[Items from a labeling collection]

========================================

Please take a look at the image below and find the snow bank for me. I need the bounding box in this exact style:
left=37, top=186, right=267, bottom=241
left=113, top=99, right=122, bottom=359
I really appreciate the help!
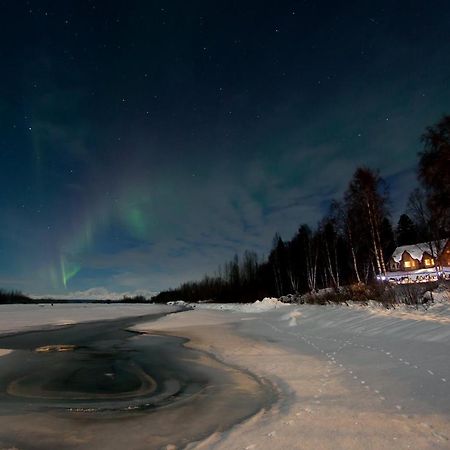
left=189, top=297, right=287, bottom=313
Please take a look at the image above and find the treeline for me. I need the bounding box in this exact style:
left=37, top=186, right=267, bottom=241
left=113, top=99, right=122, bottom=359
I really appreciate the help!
left=152, top=116, right=450, bottom=303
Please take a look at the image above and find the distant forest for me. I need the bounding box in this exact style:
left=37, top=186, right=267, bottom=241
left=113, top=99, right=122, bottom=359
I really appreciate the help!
left=152, top=115, right=450, bottom=303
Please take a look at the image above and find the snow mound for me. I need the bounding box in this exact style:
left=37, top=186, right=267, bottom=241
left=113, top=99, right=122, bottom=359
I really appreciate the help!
left=190, top=297, right=288, bottom=313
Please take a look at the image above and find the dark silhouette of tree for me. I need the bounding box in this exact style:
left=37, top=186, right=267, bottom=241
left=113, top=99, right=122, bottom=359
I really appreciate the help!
left=419, top=115, right=450, bottom=239
left=381, top=217, right=397, bottom=264
left=345, top=167, right=388, bottom=274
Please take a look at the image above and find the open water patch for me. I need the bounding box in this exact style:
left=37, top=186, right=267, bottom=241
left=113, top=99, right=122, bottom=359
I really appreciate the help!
left=0, top=316, right=274, bottom=449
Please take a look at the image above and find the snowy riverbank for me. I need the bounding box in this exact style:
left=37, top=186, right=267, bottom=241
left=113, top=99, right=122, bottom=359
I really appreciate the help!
left=0, top=299, right=450, bottom=450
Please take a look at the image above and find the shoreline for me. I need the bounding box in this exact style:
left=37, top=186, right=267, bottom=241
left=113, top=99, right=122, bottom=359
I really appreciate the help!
left=136, top=307, right=450, bottom=450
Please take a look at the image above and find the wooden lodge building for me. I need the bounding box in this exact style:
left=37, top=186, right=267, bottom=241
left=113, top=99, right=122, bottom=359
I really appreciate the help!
left=386, top=239, right=450, bottom=283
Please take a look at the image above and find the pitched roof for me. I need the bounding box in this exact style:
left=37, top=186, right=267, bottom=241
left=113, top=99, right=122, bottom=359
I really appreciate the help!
left=392, top=239, right=448, bottom=262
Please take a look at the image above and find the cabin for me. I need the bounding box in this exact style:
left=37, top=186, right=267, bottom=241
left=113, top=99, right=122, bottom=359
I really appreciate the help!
left=383, top=239, right=450, bottom=283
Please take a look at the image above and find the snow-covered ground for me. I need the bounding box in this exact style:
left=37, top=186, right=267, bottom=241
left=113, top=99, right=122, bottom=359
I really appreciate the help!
left=0, top=293, right=450, bottom=450
left=137, top=297, right=450, bottom=450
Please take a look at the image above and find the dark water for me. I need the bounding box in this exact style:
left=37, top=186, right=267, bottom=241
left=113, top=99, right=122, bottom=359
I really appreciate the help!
left=0, top=316, right=273, bottom=449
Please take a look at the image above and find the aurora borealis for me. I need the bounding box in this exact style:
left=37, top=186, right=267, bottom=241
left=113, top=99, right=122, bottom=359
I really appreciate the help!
left=0, top=0, right=450, bottom=294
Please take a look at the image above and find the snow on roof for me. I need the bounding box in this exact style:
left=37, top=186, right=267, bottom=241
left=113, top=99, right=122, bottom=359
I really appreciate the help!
left=392, top=239, right=447, bottom=263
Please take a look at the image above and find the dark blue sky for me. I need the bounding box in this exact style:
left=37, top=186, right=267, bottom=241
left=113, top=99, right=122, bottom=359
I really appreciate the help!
left=0, top=0, right=450, bottom=294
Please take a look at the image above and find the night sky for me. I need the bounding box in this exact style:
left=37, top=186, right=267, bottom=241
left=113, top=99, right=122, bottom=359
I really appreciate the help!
left=0, top=0, right=450, bottom=295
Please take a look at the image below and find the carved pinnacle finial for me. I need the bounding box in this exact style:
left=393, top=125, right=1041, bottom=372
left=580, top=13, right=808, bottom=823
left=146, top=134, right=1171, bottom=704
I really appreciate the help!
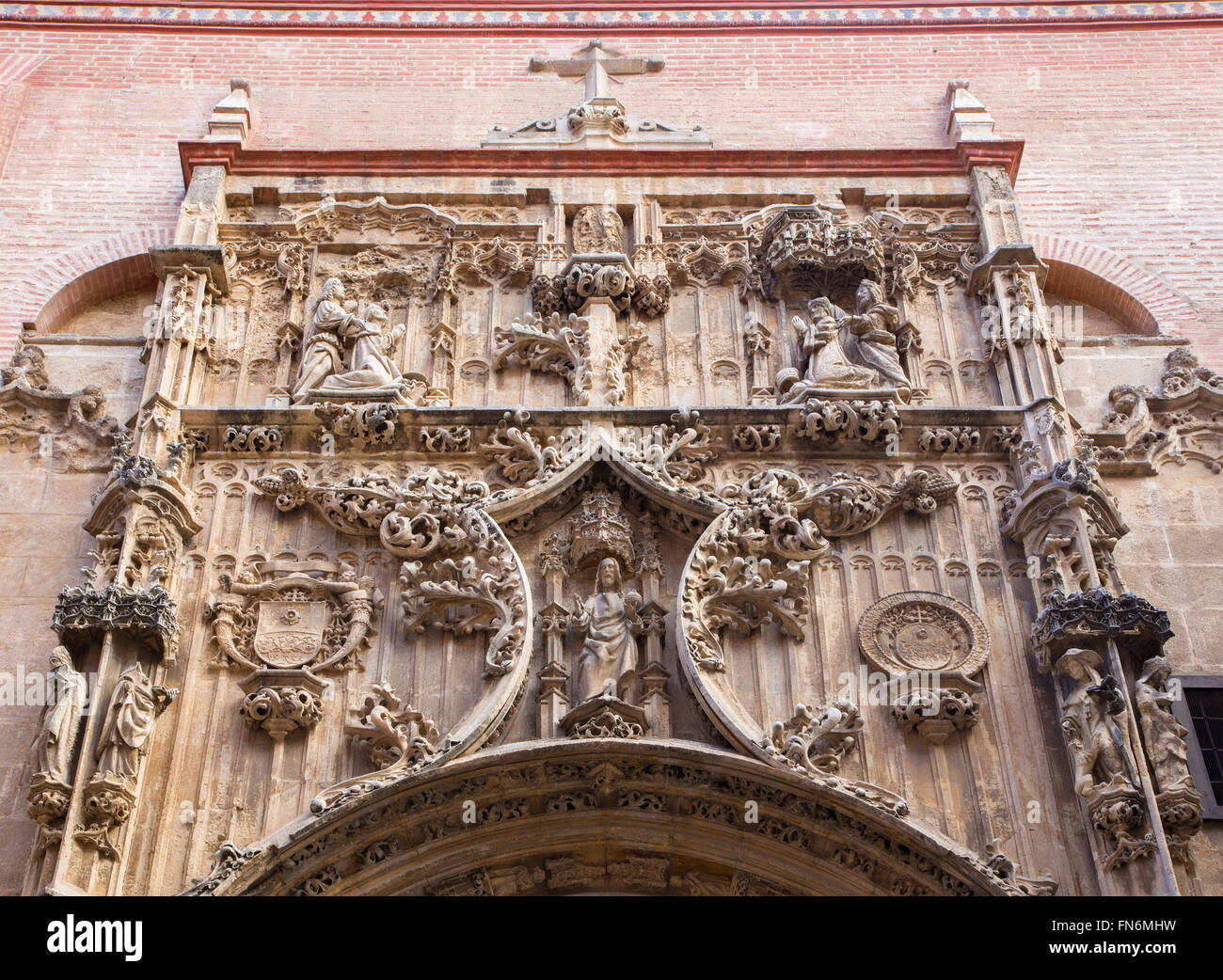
left=527, top=38, right=665, bottom=102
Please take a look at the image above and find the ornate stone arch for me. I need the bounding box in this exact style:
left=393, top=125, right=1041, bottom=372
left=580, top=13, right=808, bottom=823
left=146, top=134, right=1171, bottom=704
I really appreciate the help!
left=187, top=739, right=1022, bottom=895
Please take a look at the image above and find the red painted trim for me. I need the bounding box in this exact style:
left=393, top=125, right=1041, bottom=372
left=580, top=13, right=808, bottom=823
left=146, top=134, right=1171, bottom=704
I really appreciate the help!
left=179, top=139, right=1024, bottom=184
left=9, top=13, right=1223, bottom=35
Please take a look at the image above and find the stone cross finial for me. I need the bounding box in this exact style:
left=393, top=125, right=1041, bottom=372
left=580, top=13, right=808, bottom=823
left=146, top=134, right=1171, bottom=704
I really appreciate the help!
left=529, top=38, right=664, bottom=102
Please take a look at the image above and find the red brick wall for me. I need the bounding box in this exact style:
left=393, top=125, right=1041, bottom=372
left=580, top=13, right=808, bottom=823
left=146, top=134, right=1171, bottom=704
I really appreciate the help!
left=0, top=25, right=1223, bottom=368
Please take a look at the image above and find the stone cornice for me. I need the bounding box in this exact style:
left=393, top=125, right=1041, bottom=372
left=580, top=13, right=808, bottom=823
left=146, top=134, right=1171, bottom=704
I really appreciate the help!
left=179, top=139, right=1024, bottom=184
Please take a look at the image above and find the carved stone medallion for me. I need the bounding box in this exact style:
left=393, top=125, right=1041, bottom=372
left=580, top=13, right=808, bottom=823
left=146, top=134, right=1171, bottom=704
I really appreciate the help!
left=857, top=592, right=990, bottom=746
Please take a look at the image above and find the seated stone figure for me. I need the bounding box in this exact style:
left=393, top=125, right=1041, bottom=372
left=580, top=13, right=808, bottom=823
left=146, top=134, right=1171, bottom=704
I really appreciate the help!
left=319, top=303, right=404, bottom=397
left=777, top=278, right=912, bottom=404
left=293, top=278, right=356, bottom=404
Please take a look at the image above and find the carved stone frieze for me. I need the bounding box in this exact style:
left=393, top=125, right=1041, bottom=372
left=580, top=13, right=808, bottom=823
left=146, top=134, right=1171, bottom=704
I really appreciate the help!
left=494, top=313, right=594, bottom=404
left=731, top=425, right=782, bottom=452
left=917, top=425, right=981, bottom=456
left=421, top=425, right=471, bottom=452
left=346, top=685, right=441, bottom=772
left=221, top=425, right=285, bottom=453
left=778, top=395, right=900, bottom=444
left=314, top=402, right=399, bottom=450
left=52, top=583, right=179, bottom=658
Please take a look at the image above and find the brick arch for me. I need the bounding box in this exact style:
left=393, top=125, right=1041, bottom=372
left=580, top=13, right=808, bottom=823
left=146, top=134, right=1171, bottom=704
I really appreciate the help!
left=0, top=228, right=174, bottom=358
left=1032, top=234, right=1199, bottom=336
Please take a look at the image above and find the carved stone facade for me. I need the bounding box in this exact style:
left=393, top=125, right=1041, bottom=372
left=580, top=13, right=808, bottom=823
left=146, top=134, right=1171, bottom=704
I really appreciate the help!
left=0, top=41, right=1223, bottom=895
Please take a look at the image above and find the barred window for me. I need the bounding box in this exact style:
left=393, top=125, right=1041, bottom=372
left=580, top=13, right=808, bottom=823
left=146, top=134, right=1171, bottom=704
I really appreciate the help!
left=1173, top=674, right=1223, bottom=820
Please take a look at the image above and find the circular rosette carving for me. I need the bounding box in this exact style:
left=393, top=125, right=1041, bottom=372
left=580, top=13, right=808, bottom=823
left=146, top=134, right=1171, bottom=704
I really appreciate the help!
left=857, top=592, right=990, bottom=679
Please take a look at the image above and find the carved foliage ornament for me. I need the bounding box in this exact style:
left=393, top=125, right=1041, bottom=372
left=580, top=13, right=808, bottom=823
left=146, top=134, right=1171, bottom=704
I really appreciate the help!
left=682, top=469, right=955, bottom=671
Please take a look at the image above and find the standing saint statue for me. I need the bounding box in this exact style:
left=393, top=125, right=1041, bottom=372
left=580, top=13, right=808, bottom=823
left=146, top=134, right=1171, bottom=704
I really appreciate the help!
left=293, top=278, right=356, bottom=404
left=29, top=646, right=88, bottom=785
left=95, top=663, right=179, bottom=781
left=1134, top=656, right=1194, bottom=793
left=571, top=559, right=641, bottom=703
left=1056, top=648, right=1136, bottom=797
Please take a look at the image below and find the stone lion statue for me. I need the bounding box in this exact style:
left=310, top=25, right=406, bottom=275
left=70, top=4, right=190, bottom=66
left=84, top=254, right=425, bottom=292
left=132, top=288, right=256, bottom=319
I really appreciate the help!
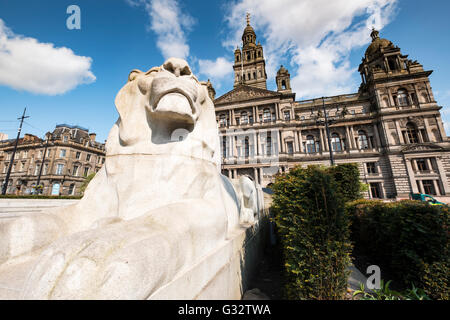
left=0, top=58, right=262, bottom=299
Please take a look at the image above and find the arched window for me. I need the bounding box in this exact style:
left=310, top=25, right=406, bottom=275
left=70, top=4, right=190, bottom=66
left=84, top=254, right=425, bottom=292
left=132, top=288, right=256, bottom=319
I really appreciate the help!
left=244, top=137, right=250, bottom=158
left=358, top=130, right=369, bottom=150
left=306, top=136, right=319, bottom=153
left=222, top=136, right=227, bottom=158
left=397, top=89, right=408, bottom=106
left=406, top=122, right=419, bottom=143
left=266, top=137, right=272, bottom=156
left=331, top=133, right=342, bottom=152
left=263, top=109, right=272, bottom=122
left=241, top=111, right=248, bottom=124
left=219, top=114, right=227, bottom=127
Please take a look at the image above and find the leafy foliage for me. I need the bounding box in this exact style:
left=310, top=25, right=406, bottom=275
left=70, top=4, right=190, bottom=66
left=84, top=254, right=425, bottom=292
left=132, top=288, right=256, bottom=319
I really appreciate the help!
left=347, top=200, right=449, bottom=299
left=272, top=166, right=351, bottom=300
left=353, top=280, right=431, bottom=300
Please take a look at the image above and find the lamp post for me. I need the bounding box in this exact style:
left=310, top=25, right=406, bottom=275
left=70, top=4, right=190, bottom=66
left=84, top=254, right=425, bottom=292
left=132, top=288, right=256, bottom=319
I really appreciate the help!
left=2, top=108, right=29, bottom=195
left=35, top=135, right=50, bottom=193
left=316, top=97, right=334, bottom=166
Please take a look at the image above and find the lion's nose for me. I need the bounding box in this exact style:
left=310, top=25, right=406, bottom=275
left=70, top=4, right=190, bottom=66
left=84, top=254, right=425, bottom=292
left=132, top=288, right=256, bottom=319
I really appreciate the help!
left=163, top=58, right=192, bottom=77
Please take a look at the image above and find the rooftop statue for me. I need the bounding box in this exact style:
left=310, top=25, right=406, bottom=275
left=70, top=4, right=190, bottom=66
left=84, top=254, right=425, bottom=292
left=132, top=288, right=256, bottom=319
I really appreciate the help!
left=0, top=58, right=262, bottom=299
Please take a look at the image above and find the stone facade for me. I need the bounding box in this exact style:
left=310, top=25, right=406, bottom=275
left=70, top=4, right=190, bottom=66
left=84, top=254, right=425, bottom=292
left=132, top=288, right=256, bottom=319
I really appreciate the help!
left=0, top=124, right=105, bottom=195
left=214, top=22, right=450, bottom=198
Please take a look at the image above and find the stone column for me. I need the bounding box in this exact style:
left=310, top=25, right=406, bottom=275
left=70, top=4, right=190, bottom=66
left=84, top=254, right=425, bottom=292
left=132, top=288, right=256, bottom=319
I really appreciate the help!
left=436, top=157, right=450, bottom=195
left=394, top=120, right=406, bottom=144
left=345, top=126, right=355, bottom=151
left=423, top=118, right=433, bottom=142
left=274, top=130, right=281, bottom=154
left=404, top=158, right=419, bottom=193
left=297, top=130, right=304, bottom=153
left=350, top=126, right=358, bottom=150
left=373, top=124, right=381, bottom=148
left=436, top=116, right=447, bottom=141
left=319, top=128, right=327, bottom=152
left=433, top=180, right=442, bottom=196
left=293, top=130, right=300, bottom=152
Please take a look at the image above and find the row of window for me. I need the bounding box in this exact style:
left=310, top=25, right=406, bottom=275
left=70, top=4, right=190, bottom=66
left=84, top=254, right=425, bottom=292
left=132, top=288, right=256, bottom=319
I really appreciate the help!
left=222, top=130, right=373, bottom=157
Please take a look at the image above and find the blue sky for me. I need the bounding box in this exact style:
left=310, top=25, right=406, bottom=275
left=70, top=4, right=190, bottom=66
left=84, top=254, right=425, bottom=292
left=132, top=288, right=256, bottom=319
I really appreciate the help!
left=0, top=0, right=450, bottom=141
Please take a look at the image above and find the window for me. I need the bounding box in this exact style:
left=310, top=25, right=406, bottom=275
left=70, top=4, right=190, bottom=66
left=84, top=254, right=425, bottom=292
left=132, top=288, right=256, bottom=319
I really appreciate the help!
left=263, top=109, right=271, bottom=122
left=406, top=122, right=419, bottom=143
left=244, top=137, right=250, bottom=158
left=331, top=133, right=342, bottom=152
left=397, top=89, right=408, bottom=106
left=56, top=163, right=64, bottom=175
left=266, top=137, right=272, bottom=156
left=416, top=159, right=429, bottom=172
left=69, top=183, right=75, bottom=196
left=219, top=114, right=227, bottom=127
left=222, top=137, right=227, bottom=158
left=370, top=182, right=383, bottom=199
left=284, top=111, right=291, bottom=121
left=72, top=166, right=79, bottom=177
left=287, top=141, right=294, bottom=154
left=366, top=162, right=378, bottom=174
left=306, top=136, right=318, bottom=153
left=358, top=130, right=369, bottom=150
left=422, top=180, right=436, bottom=196
left=241, top=111, right=248, bottom=124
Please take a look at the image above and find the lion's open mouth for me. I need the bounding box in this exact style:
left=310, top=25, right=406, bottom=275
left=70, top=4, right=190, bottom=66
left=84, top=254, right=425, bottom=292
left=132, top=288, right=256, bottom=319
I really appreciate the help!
left=154, top=91, right=195, bottom=120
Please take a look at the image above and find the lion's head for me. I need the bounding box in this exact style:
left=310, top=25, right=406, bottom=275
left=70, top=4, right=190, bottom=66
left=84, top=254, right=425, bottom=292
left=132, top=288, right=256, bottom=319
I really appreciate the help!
left=106, top=58, right=220, bottom=168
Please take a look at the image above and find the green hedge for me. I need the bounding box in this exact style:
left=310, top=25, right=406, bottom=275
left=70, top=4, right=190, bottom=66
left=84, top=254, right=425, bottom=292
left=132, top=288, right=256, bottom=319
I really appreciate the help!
left=347, top=200, right=449, bottom=299
left=272, top=166, right=351, bottom=300
left=0, top=194, right=82, bottom=200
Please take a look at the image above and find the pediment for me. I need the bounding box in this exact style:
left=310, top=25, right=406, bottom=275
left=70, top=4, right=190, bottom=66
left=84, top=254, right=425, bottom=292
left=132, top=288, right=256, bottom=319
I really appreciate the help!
left=214, top=85, right=281, bottom=104
left=402, top=143, right=444, bottom=152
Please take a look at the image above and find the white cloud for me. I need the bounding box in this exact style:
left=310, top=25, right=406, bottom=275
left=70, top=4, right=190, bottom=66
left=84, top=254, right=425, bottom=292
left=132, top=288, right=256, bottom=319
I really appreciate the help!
left=223, top=0, right=398, bottom=98
left=126, top=0, right=195, bottom=59
left=0, top=19, right=96, bottom=95
left=198, top=57, right=233, bottom=88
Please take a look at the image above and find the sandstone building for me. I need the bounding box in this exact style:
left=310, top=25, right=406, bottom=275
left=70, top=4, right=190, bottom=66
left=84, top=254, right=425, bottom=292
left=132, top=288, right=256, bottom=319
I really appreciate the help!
left=215, top=20, right=450, bottom=198
left=0, top=124, right=105, bottom=195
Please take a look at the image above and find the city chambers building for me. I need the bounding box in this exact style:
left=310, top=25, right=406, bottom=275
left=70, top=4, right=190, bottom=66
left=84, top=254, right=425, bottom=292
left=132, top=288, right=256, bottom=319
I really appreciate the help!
left=0, top=124, right=106, bottom=196
left=214, top=21, right=450, bottom=199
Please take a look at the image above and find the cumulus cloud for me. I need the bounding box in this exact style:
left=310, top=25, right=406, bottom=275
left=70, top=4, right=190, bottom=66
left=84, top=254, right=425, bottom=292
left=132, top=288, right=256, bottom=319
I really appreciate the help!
left=0, top=19, right=96, bottom=95
left=126, top=0, right=195, bottom=59
left=223, top=0, right=398, bottom=98
left=198, top=57, right=233, bottom=88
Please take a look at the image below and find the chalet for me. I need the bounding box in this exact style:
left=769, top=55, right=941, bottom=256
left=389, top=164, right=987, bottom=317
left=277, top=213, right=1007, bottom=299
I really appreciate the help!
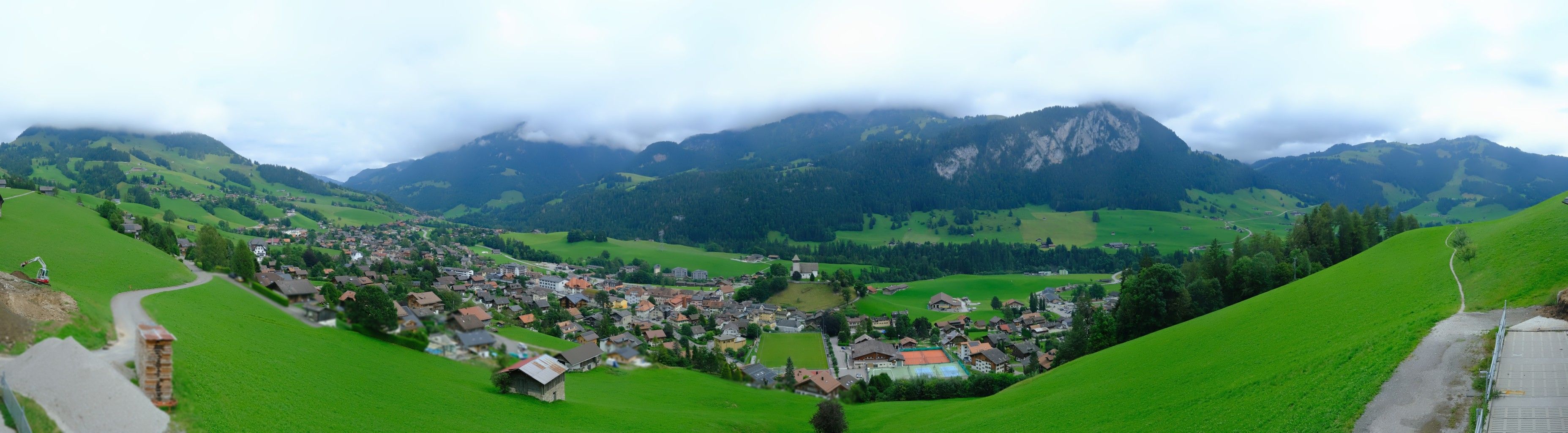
left=789, top=256, right=822, bottom=279
left=406, top=292, right=445, bottom=311
left=714, top=336, right=746, bottom=350
left=925, top=293, right=964, bottom=311
left=881, top=284, right=909, bottom=295
left=969, top=348, right=1013, bottom=373
left=564, top=278, right=593, bottom=293
left=740, top=364, right=779, bottom=387
left=795, top=369, right=848, bottom=398
left=560, top=344, right=604, bottom=372
left=500, top=356, right=567, bottom=402
left=1035, top=348, right=1057, bottom=370
left=458, top=329, right=496, bottom=351
left=850, top=340, right=903, bottom=369
left=268, top=279, right=322, bottom=303
left=562, top=293, right=588, bottom=307
left=450, top=314, right=485, bottom=333
left=939, top=329, right=969, bottom=348
left=458, top=306, right=491, bottom=325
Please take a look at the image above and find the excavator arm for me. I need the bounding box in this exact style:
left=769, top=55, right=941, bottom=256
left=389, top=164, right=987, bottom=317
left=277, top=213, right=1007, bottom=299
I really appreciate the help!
left=19, top=257, right=49, bottom=284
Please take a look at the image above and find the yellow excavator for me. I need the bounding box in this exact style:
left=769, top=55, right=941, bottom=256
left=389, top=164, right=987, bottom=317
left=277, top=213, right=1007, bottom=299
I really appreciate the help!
left=11, top=257, right=49, bottom=284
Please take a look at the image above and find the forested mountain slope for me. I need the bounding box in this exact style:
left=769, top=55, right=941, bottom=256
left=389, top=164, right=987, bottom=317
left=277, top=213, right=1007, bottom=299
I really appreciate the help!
left=1253, top=137, right=1568, bottom=223
left=847, top=195, right=1568, bottom=431
left=461, top=105, right=1257, bottom=243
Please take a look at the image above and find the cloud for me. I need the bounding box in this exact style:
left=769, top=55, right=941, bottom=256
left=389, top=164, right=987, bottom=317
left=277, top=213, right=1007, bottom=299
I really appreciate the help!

========================================

**Exercise description**
Rewrite the records from the line with "find the cloud" through the end of the records, putting "haze" in place of "cloud" and leaving everything else unchanged.

**The result**
Please take a look at the image above and find the haze for me. I need the bounding box in this exact style:
left=769, top=55, right=941, bottom=256
left=389, top=164, right=987, bottom=317
left=277, top=213, right=1007, bottom=299
I really appreciate the help!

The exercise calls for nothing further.